Report every line of the material below that contains the word "arched", copying each such line in full.

⁂

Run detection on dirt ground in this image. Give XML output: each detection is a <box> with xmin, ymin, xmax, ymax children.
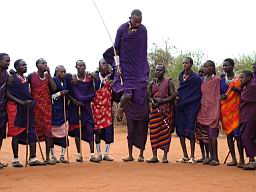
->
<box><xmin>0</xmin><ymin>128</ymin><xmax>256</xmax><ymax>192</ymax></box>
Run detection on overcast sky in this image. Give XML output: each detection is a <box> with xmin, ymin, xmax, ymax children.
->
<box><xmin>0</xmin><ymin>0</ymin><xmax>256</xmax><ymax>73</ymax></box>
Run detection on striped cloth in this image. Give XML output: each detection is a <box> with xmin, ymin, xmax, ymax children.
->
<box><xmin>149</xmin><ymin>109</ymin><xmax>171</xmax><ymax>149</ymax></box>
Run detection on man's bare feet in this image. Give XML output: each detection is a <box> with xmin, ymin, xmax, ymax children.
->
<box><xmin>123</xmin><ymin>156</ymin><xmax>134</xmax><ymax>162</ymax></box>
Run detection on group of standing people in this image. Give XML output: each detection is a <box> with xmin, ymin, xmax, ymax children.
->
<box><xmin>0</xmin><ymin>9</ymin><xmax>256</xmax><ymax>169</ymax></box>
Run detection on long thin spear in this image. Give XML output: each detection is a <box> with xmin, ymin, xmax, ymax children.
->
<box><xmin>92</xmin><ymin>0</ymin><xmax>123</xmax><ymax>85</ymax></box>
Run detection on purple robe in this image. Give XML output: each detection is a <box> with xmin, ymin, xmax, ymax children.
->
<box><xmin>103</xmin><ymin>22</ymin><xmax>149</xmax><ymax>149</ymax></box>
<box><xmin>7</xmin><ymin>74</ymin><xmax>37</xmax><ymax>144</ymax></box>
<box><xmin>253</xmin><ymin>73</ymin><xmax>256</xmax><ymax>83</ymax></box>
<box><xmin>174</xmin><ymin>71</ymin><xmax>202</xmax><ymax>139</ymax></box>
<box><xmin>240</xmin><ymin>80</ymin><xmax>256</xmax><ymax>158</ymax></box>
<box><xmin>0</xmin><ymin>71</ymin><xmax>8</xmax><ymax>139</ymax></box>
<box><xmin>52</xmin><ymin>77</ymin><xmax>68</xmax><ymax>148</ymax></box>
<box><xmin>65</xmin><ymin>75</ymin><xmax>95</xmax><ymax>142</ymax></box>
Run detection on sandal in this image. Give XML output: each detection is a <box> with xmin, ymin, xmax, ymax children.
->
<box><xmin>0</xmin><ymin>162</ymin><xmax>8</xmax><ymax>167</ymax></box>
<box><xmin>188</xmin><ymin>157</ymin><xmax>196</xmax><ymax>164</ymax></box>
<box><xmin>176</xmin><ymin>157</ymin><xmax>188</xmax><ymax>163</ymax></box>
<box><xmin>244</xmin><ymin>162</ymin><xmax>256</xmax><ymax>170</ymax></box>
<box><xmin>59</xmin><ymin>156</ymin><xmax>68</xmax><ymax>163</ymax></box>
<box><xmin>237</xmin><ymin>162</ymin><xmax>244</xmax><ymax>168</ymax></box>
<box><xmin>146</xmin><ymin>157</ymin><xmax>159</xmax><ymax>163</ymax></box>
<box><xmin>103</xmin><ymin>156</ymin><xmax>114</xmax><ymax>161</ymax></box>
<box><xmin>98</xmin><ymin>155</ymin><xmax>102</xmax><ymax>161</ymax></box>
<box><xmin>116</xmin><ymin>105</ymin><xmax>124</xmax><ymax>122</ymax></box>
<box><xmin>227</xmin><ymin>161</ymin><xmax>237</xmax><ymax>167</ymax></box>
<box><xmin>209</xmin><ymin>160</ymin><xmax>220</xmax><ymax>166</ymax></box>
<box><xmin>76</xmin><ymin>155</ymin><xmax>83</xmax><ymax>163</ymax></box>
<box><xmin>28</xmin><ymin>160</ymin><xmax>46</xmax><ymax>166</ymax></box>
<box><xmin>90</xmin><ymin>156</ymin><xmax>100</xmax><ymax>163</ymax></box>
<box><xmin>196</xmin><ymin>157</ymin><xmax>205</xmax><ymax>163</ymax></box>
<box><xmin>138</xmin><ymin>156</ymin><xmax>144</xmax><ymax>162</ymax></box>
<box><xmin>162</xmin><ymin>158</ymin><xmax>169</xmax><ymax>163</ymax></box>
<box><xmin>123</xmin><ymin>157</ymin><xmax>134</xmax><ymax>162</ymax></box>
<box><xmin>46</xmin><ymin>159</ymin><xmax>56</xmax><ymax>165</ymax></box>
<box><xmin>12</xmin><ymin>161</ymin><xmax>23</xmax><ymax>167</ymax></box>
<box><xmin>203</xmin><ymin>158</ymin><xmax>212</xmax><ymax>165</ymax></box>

⁂

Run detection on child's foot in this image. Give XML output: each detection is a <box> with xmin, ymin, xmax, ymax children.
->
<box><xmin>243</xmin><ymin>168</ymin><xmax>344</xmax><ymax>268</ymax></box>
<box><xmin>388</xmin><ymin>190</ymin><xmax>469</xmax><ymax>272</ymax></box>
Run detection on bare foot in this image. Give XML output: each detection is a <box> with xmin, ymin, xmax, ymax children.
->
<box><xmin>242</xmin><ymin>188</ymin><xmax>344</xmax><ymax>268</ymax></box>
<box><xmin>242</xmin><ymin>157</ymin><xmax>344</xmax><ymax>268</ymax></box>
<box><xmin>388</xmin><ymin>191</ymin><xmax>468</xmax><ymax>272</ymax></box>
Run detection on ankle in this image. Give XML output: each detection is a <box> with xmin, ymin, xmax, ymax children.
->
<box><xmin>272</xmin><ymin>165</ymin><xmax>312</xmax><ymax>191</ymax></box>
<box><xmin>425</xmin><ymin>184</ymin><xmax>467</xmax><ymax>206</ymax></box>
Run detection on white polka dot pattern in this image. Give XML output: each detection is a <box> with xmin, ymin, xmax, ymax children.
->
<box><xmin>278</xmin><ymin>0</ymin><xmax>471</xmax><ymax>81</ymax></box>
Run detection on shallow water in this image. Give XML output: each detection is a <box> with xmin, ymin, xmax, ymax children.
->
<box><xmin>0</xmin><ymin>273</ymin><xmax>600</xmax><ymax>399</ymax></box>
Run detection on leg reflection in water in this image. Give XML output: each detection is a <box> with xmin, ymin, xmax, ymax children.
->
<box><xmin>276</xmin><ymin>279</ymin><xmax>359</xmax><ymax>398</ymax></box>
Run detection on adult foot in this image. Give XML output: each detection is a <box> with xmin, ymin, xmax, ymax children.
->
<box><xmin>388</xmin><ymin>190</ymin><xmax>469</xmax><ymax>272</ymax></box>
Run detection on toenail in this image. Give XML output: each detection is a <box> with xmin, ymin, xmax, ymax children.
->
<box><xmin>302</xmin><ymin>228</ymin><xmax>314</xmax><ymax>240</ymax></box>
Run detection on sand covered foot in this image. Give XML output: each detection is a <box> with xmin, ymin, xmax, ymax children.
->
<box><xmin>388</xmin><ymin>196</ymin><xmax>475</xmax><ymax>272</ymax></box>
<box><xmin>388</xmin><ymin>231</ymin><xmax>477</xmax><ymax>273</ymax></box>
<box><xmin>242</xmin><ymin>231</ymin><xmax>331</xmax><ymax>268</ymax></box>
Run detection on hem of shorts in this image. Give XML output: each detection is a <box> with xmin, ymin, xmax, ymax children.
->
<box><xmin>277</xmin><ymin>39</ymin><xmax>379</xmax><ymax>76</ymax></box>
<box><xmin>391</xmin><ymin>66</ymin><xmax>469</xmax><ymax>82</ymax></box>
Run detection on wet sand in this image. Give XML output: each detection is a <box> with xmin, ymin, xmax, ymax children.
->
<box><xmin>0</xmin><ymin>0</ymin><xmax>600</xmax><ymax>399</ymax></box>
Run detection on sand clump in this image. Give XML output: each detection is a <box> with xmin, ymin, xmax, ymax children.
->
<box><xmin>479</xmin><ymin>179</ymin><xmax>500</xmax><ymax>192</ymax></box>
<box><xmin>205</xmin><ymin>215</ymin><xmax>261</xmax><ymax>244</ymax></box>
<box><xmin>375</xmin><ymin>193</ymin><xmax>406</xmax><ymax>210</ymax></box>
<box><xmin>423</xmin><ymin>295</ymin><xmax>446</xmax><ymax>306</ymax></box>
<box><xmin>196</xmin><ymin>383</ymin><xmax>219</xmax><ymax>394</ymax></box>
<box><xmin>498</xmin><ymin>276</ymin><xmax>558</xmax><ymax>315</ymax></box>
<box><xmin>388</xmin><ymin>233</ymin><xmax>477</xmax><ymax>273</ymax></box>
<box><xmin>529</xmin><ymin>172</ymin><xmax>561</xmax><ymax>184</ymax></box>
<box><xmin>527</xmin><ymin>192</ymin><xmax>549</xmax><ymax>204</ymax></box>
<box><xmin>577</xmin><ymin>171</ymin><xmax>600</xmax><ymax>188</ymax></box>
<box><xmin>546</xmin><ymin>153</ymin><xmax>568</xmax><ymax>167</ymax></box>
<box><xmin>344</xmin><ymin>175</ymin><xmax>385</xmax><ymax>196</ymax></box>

⁂

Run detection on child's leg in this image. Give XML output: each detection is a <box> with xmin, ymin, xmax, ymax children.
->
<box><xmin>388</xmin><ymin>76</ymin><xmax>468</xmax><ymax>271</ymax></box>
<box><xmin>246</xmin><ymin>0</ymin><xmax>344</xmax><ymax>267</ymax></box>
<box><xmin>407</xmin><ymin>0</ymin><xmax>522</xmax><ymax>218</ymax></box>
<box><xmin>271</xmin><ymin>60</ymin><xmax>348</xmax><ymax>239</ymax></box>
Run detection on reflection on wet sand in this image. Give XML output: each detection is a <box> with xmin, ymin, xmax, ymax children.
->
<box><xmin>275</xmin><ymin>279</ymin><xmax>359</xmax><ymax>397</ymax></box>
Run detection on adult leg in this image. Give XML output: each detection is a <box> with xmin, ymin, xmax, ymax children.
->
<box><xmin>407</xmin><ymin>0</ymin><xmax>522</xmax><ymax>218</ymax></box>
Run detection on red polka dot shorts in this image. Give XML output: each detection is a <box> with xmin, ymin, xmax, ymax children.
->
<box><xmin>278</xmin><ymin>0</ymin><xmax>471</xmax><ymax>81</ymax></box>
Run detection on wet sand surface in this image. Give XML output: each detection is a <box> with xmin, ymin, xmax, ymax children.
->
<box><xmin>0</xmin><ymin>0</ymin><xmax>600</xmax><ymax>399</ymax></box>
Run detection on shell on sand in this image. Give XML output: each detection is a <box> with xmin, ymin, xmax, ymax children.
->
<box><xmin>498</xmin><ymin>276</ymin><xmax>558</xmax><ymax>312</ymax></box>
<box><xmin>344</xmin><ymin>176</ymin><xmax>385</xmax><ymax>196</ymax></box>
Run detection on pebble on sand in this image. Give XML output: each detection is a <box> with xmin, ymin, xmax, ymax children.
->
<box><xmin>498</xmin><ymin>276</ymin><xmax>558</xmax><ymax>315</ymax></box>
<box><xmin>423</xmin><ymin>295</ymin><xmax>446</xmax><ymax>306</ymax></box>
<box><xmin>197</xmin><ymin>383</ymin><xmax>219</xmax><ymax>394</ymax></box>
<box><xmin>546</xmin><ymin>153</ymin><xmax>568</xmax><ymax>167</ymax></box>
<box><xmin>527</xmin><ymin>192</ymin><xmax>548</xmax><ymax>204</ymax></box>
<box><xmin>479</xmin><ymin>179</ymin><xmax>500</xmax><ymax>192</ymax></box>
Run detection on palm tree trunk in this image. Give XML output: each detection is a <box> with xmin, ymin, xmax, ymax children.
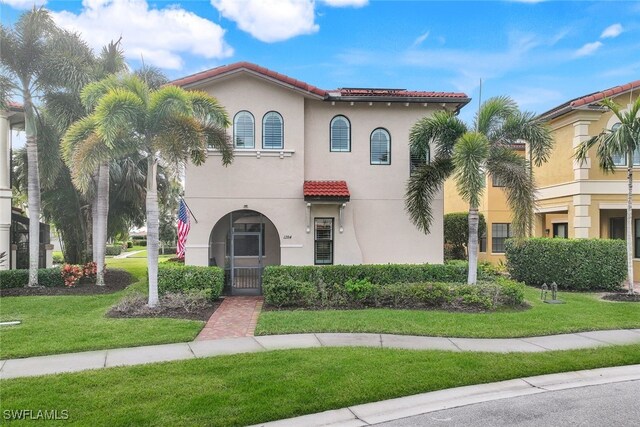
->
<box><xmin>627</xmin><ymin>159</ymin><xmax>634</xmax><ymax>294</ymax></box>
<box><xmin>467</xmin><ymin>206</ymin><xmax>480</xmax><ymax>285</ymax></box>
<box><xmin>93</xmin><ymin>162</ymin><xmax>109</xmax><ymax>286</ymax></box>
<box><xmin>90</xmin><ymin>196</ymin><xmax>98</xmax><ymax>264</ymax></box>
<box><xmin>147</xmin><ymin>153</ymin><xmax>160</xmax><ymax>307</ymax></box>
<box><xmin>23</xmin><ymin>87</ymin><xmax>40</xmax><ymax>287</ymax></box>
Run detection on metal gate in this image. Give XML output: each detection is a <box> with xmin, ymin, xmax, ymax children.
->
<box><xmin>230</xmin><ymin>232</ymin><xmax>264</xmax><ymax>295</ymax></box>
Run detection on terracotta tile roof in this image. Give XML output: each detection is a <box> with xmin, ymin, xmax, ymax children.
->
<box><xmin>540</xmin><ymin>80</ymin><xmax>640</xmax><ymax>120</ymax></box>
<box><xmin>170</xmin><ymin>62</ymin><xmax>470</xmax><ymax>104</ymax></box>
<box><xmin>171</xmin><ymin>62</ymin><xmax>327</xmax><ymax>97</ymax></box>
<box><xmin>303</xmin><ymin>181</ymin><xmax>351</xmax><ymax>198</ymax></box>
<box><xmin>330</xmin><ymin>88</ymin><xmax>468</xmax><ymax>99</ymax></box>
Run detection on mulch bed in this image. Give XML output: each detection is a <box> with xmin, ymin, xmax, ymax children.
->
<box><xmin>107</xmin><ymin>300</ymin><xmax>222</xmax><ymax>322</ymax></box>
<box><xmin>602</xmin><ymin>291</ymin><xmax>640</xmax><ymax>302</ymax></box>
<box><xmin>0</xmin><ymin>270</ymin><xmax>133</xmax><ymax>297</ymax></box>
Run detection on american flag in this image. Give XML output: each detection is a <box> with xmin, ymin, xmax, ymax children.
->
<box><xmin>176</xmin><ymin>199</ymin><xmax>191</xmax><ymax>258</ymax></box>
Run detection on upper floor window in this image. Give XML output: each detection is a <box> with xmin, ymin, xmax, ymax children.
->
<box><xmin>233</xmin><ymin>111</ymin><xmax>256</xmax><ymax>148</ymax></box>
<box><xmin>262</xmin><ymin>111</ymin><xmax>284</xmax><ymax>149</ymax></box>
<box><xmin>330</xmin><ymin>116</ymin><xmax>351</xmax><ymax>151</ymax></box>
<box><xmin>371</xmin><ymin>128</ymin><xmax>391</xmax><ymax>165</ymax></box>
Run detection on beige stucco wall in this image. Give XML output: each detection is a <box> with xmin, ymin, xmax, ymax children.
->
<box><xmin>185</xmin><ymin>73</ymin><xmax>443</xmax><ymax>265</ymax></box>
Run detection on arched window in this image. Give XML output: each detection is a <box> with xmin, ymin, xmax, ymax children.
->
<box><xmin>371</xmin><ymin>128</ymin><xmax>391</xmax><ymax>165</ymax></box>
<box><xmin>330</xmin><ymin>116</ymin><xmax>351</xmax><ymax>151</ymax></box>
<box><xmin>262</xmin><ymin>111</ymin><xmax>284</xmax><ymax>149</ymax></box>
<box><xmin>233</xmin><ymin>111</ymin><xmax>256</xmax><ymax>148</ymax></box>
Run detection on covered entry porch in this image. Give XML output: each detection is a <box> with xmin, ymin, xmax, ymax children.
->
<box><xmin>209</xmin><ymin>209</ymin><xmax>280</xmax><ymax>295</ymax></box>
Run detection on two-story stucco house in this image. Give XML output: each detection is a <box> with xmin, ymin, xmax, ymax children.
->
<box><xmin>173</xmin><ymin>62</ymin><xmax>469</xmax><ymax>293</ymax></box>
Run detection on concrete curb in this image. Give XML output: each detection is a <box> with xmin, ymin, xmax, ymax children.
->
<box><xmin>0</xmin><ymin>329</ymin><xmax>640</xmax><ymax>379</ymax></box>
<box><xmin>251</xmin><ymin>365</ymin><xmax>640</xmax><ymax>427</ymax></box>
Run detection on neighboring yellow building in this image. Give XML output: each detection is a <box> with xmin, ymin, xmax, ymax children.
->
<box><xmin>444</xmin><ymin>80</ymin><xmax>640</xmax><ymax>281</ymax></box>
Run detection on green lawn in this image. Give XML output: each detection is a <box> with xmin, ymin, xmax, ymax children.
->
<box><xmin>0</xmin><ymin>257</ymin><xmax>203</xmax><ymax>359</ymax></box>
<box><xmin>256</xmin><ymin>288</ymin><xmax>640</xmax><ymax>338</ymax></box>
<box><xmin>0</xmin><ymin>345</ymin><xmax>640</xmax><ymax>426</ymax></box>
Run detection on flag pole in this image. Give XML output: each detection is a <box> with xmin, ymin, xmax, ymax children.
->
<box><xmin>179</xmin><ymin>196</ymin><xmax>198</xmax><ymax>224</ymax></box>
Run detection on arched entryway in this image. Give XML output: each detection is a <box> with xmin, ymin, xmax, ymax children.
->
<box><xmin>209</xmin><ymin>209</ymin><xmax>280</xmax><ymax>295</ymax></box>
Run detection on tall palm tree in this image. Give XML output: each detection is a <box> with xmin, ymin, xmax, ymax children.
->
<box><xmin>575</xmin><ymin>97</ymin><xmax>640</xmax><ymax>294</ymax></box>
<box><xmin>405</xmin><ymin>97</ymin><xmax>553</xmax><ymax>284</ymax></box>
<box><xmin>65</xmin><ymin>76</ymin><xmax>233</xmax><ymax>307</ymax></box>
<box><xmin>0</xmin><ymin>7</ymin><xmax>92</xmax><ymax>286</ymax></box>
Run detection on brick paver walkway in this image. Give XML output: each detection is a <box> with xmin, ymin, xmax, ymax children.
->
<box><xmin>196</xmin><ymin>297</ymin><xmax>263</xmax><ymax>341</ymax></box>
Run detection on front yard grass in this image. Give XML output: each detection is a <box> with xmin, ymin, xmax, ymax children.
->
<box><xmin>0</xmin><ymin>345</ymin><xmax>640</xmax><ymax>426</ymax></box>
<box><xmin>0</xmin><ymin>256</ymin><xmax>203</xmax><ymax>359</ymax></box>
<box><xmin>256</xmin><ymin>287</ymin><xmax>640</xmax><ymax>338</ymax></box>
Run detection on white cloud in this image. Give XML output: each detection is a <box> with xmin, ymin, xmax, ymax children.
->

⁂

REPLY TO THE EXERCISE:
Run detection on arched window in this image. Give XML output: each detection is a <box> with xmin, ymin, xmax, ymax children.
Run detection on arched entryway in this image. Give XML output: each detection is a <box> with xmin, ymin, xmax, ymax children.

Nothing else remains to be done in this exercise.